## Document excerpt

KDYA (1190 kHz), "Gospel 1190 The Light", is a commercial AM radio station owned by Salem Media Group and licensed to Vallejo, California, serving the San Francisco Bay Area. It broadcasts an urban gospel radio format, and is Northern California's only full-time Urban Gospel station reaching San Francisco, Sacramento, Santa Rosa and Stockton.

The radio studios and offices are on Blume Drive in Richmond, California. KDYA is a daytimer, transmitting 3,000 watts, using a directional antenna. 1190 AM is a clear channel frequency reserved for Class A KEX Portland, Oregon, and XEWK Guadalajara, so KDYA must sign off at sunset to avoid interference.  The transmitter is on Noble Road in Vallejo, on San Pablo Bay.

History
Originally, the station signed on the air on August 1, 1947, as KGYW.

Later, as KNBA -- "Kovers North Bay Area" — the station presented a "middle of the road" (MOR) format. With studios and transmitter on Sonoma Boulvard in Vallejo, the station was long owned by Louis J. Ripa until his death February 20, 1992. The KNBA call sign was in use from August 22, 1958 until December 27, 1993, when the call letters changed to KXBT.

## Data extract
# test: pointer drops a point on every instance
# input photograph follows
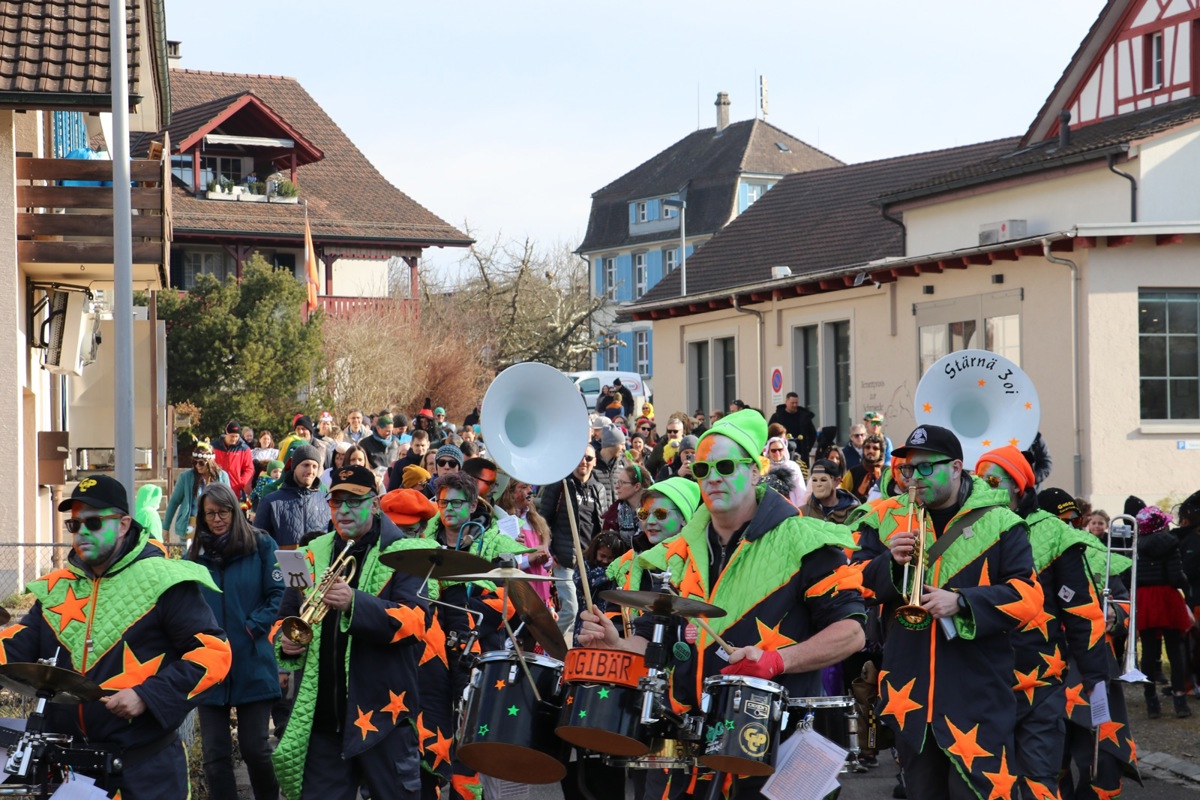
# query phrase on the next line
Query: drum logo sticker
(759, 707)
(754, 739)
...
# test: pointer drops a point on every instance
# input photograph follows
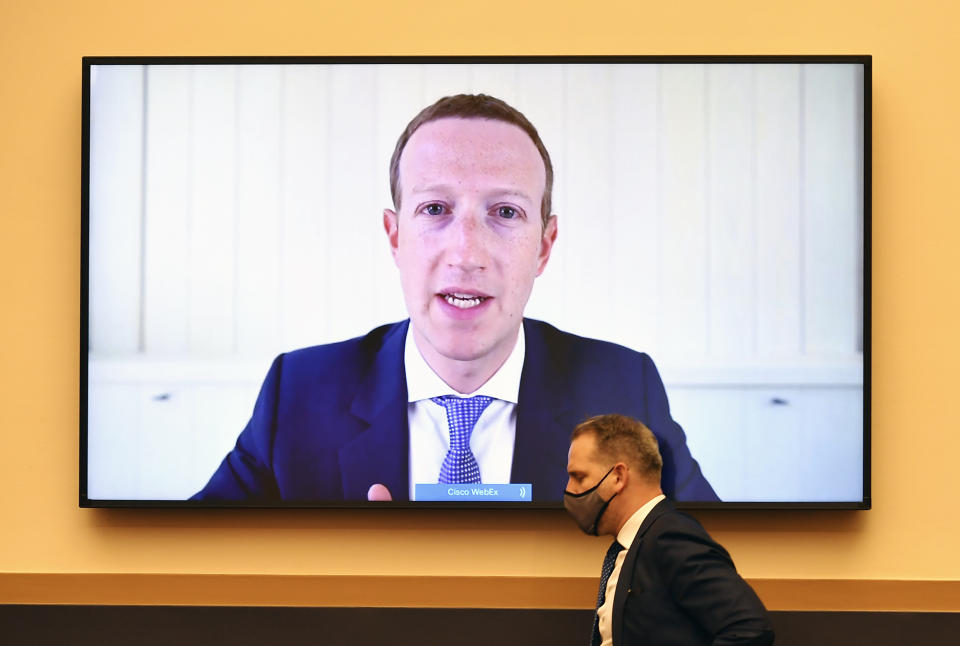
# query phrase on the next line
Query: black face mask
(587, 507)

## Required actions
- 1) Name every call sign the KDYA article says this station has carried, in the order the station used them.
- 2) Return the stretch of the KDYA article from "The radio studios" through "changed to KXBT.", copied word for word.
- 3) Resume the KDYA article right after its final sentence.

## Answers per task
- 1) KGYW, KNBA, KXBT, KDYA

- 2)
The radio studios and offices are on Blume Drive in Richmond, California. KDYA is a daytimer, transmitting 3,000 watts, using a directional antenna. 1190 AM is a clear channel frequency reserved for Class A KEX Portland, Oregon, and XEWK Guadalajara, so KDYA must sign off at sunset to avoid interference.  The transmitter is on Noble Road in Vallejo, on San Pablo Bay.

History
Originally, the station signed on the air on August 1, 1947, as KGYW.

Later, as KNBA -- "Kovers North Bay Area" — the station presented a "middle of the road" (MOR) format. With studios and transmitter on Sonoma Boulvard in Vallejo, the station was long owned by Louis J. Ripa until his death February 20, 1992. The KNBA call sign was in use from August 22, 1958 until December 27, 1993, when the call letters changed to KXBT.

- 3)
Expanded Band assignment
In 1979, a World Administrative Radio Conference (WARC-79) adopted "Radio Regulation No. 480", which stated that "In Region 2, the use of the band 1605-1705 kHz by stations of the broadcasting service shall be subject to a plan to be established by a regional administrative radio conference..." As a consequence, on June 8, 1988 an ITU-sponsored conference held at Rio de Janeiro, Brazil adopted provisions, effective July 1, 1990, to extend the upper end of the Region 2 AM broadcast band, by adding ten frequencies which spanned from 1610 kHz to 1700 kHz.

While the Federal Communications Commission (FCC) was still making U.S. preparations to populate the additional frequencies, known as the "Expanded Band", a provision was added to the Communications Act of 1934 in late 1991 which mandated that priority for assignments would be given to existing daytime-only stations that were located in a community with a population over 100,000, and which also did not have any full-time stations. Taking advantage of this provision, on March 19, 1996 KXBT began to also broadcast on 1640 kHz, as the second U.S. station, following WJDM in Elizabeth, New Jersey, authorized to operate on an expanded band frequency.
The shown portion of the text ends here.